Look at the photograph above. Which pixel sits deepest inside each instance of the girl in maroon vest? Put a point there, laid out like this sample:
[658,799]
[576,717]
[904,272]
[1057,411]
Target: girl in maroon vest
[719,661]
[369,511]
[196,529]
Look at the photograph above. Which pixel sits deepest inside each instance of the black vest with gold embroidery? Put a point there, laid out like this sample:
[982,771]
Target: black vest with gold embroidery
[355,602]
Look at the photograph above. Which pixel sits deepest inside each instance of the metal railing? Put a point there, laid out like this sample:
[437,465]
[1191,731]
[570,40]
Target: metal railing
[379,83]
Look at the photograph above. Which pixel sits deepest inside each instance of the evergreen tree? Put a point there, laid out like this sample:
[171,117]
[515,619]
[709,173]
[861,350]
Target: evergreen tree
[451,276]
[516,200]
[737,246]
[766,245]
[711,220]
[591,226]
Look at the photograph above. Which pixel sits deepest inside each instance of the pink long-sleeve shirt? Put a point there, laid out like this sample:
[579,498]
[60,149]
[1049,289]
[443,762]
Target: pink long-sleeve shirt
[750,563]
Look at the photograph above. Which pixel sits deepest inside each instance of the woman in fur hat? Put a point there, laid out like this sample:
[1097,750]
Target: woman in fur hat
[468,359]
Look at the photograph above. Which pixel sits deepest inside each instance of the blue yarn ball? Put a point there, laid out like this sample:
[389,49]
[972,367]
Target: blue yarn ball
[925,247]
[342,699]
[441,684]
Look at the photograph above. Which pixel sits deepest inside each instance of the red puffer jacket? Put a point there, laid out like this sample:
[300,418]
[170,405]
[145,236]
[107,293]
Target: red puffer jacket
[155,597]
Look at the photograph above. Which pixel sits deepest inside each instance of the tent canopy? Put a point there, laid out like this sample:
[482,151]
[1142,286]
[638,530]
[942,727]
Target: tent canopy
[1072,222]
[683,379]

────────

▶ _Task brief_: Return the material in full, exactly as shown.

▶ _Reply to the task_:
Look at the photograph above. Which pixel sits deepest inside each instance of the girl in maroon vest? Put a point there, laid out like this sample:
[658,799]
[576,717]
[904,272]
[1057,411]
Target: girl in maroon vest
[719,661]
[369,511]
[196,529]
Look at the photograph above. Which pixel sits deepest inside each instance of the black vest with gold embroidery? Put a point there, laid out like this sample:
[982,771]
Target: black vest with gold embroidery
[355,602]
Look at the photograph above. Which pixel sits deepest inside each instance of the metal railing? Put a point there, laid out like this sample:
[437,465]
[1191,731]
[570,40]
Target: metal railing
[379,83]
Look at the photograph above. Which pixel sits deepest inside each instance of the evergreen tree? Put a point there, laid out like this sample:
[171,117]
[515,619]
[709,173]
[861,350]
Target: evergreen tree
[451,276]
[516,200]
[737,246]
[766,245]
[711,220]
[591,226]
Look at the photograph above. Which pixel sits deepest inside each instance of the pink long-sleeve shirt? Put a point there, laid out like this sample:
[579,498]
[60,149]
[1049,289]
[443,762]
Target: pink long-sleeve shirt
[750,563]
Look at the photograph above. Which pixel sits deepest inside each instance of the woman in fur hat? Put a point there, laid out like this sample:
[1097,750]
Target: woman in fur hat
[468,359]
Look at the photograph above. Which pixel sits deepest inside each instance of the blue yarn ball? Put a point there, laid out like this sample:
[389,49]
[972,367]
Target: blue yarn ball
[925,247]
[342,699]
[441,684]
Look at the photograph above. Which pixel sits deepest inside each instance of the red puffer jacket? Put a point there, laid out like this sample:
[300,418]
[170,405]
[145,236]
[107,293]
Target: red puffer jacket
[155,597]
Look at the photograph above. Which pixel sits deepest inside each instance of the tent canopy? Put a point there, laid out like this sample:
[482,151]
[1142,286]
[638,530]
[942,727]
Target: tent canopy
[1072,222]
[683,379]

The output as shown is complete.